(A block of data)
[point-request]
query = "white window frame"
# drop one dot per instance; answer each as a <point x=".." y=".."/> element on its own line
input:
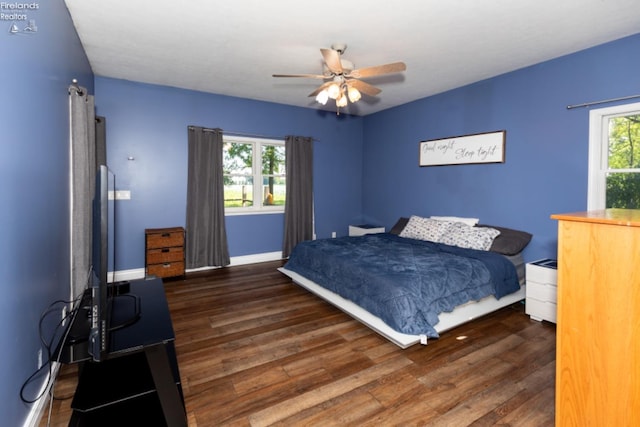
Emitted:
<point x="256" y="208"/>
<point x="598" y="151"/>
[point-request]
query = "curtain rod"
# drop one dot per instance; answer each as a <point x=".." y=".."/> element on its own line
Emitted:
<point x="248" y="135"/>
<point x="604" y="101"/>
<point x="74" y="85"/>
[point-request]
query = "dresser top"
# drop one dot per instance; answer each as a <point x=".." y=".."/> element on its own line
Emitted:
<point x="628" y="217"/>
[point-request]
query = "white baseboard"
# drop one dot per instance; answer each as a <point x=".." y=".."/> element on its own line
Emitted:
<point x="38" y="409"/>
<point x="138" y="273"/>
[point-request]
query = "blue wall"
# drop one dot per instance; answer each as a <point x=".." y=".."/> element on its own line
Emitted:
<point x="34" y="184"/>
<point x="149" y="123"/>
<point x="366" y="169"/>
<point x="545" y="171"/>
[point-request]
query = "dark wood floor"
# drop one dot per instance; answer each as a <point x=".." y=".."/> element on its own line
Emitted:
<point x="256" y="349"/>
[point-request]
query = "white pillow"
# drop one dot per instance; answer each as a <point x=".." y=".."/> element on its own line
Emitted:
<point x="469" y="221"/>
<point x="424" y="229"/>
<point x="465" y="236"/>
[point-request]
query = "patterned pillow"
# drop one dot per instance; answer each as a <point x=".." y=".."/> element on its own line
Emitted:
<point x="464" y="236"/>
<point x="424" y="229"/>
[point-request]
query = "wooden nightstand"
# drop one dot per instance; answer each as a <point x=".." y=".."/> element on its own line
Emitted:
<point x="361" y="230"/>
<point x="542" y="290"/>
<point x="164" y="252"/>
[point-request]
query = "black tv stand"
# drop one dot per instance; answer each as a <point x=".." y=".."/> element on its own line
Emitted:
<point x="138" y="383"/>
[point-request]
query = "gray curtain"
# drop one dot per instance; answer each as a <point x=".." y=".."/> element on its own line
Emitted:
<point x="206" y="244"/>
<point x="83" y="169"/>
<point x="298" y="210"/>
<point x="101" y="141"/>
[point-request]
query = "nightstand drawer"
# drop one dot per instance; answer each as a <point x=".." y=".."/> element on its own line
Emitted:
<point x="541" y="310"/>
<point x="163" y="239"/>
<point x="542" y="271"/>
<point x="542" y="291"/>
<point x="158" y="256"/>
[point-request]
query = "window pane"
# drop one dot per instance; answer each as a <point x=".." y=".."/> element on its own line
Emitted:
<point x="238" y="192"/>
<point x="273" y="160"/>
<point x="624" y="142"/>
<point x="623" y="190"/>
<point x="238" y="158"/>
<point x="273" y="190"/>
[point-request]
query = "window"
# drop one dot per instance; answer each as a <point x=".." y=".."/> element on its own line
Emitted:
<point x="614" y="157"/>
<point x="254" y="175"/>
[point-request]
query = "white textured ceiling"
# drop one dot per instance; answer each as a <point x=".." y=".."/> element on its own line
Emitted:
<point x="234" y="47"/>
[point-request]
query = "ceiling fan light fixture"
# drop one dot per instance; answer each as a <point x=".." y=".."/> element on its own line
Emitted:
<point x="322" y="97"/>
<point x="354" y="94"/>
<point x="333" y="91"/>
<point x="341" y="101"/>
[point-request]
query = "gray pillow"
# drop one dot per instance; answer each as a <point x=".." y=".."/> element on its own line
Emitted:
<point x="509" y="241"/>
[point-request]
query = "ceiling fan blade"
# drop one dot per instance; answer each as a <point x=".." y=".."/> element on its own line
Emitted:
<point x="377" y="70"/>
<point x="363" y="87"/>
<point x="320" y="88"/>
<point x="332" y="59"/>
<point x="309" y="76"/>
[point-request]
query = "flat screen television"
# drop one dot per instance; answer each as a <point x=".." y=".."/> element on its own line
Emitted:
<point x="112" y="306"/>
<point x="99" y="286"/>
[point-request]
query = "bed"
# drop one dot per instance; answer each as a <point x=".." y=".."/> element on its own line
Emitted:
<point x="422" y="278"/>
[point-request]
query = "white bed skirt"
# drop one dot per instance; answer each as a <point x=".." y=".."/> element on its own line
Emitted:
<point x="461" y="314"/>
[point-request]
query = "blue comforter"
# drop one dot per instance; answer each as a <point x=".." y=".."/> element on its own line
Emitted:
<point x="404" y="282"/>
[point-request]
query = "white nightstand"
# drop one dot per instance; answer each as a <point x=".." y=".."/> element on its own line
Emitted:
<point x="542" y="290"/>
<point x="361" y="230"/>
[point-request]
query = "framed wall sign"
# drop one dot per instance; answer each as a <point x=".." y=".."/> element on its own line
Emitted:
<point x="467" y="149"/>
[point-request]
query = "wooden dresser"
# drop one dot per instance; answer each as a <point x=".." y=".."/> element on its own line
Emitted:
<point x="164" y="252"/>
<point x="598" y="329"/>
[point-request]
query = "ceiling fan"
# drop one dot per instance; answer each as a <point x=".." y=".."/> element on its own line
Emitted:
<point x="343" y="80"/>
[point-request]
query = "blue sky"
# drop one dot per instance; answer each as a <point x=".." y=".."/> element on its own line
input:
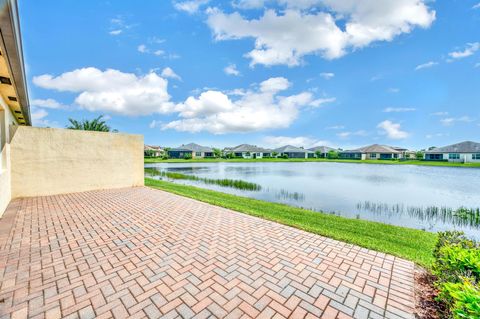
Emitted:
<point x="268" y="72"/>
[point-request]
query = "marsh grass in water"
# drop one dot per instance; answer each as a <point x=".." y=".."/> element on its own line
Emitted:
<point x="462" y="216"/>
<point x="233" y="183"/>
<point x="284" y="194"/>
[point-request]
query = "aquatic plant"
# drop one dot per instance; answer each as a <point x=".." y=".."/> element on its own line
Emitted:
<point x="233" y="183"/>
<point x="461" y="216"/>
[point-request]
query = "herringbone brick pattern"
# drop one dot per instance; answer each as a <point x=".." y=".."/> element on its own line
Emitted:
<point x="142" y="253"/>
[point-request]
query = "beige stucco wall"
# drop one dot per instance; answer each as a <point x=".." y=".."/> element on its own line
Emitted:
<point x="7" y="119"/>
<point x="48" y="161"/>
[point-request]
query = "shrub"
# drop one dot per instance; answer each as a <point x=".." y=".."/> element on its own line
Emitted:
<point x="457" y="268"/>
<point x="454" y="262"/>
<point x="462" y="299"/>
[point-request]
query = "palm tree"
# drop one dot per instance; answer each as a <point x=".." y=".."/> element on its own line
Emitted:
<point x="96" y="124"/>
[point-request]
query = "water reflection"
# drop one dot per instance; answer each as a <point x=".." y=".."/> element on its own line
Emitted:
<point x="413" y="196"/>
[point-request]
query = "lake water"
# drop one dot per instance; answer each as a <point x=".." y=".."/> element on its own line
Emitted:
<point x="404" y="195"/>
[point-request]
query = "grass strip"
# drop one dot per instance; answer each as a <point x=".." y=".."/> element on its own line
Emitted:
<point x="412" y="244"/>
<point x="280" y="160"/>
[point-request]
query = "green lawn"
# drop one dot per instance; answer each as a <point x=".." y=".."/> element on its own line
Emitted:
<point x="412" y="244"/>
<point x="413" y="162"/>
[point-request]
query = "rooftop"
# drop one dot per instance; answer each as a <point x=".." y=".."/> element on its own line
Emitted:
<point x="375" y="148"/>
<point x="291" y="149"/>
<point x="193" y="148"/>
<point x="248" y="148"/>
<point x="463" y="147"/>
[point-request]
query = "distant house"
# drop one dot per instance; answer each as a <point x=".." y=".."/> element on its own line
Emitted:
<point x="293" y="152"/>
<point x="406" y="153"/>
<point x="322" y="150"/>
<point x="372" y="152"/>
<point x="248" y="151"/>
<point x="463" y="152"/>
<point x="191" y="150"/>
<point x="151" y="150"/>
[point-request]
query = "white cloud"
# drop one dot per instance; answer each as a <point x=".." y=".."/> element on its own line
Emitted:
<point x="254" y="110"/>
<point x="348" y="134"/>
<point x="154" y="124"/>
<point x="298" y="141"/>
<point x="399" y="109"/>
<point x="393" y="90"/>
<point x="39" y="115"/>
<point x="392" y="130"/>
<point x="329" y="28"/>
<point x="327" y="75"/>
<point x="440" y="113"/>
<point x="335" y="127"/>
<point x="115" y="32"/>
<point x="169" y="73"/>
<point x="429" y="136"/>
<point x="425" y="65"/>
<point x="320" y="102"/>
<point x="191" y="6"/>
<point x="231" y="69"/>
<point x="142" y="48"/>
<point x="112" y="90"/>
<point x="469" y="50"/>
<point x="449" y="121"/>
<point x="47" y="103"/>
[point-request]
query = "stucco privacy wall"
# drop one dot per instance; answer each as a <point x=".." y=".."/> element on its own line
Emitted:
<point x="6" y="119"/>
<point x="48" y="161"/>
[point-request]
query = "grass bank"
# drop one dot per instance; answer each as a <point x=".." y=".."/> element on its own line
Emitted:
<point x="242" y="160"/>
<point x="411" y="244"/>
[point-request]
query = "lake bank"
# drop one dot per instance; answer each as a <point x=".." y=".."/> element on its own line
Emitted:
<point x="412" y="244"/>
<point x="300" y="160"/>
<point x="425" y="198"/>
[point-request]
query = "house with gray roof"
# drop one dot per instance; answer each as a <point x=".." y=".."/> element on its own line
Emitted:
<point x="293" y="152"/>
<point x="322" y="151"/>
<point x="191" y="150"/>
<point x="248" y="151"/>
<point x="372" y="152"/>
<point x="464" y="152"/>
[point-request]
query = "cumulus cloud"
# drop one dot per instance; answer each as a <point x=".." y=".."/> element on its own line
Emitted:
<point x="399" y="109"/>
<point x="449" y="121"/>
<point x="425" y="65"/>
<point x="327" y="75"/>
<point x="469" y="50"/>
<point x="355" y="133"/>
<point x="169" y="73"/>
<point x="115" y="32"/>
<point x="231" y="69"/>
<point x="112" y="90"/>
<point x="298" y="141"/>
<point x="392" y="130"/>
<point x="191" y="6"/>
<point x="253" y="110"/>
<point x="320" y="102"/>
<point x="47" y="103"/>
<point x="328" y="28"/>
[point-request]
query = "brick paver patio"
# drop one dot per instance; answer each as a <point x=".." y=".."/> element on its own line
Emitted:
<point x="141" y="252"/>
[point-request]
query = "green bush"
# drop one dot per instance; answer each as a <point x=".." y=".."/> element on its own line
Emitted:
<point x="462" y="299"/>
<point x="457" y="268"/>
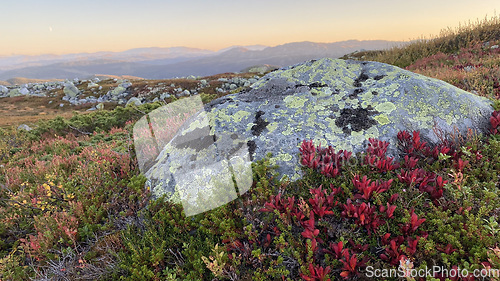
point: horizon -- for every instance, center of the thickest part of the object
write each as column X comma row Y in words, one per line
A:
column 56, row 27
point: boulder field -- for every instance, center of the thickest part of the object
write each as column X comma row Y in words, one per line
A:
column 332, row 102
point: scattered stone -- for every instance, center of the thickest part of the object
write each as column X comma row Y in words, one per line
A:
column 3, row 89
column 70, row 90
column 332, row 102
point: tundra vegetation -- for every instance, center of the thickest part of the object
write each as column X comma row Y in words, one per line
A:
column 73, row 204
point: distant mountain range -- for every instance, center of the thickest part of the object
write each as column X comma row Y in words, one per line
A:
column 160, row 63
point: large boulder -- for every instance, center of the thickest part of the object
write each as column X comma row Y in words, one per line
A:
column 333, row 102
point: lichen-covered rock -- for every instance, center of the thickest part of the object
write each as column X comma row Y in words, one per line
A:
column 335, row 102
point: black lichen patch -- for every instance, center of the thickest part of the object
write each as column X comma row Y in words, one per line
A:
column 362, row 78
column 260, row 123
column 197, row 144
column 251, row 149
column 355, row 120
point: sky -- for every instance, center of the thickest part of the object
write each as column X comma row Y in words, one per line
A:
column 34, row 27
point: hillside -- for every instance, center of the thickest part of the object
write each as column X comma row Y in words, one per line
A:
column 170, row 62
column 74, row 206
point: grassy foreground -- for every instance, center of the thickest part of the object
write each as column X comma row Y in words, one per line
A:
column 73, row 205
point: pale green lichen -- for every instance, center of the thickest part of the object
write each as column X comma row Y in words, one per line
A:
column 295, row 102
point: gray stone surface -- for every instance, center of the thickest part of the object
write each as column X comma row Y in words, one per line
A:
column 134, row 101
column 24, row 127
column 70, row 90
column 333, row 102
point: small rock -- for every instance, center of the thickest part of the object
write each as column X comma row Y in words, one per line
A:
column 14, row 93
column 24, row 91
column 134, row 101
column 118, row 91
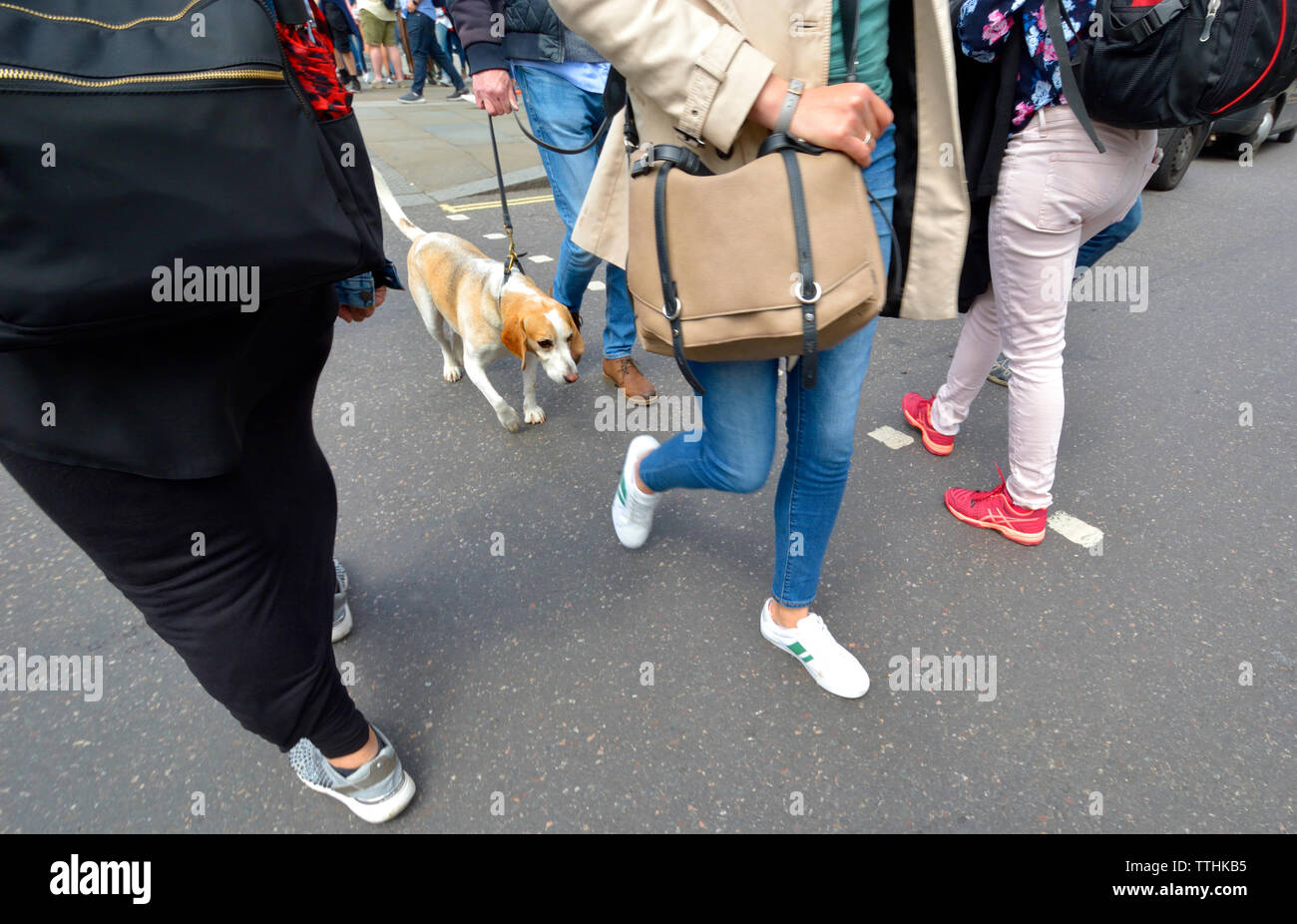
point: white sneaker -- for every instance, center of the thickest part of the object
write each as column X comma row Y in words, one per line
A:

### The request
Rewrite the rows above that begin with the line containing "point: scattered stone" and end with the line containing "column 335, row 102", changing "thickest" to "widest" and keeping everything else the same.

### Solution to the exercise
point: scattered stone -- for every instance, center of the widest part of the object
write each as column X comma row Y in words, one per line
A:
column 3, row 89
column 70, row 90
column 332, row 102
point: tundra vegetation -- for every instance, center of the widest part of the object
write each as column X comma row Y in words, one per line
A:
column 73, row 204
point: distant mountain range -- for every instance, center of the widest part of the object
write each as column X comma row Y in words, one per line
A:
column 160, row 63
point: large boulder -- for every instance, center of the widest part of the object
write each as column X comma row Y in words, one per line
A:
column 333, row 102
point: lichen-covered rock -- for every instance, center of the widest part of the object
write each as column X comma row Y in words, one per line
A:
column 335, row 102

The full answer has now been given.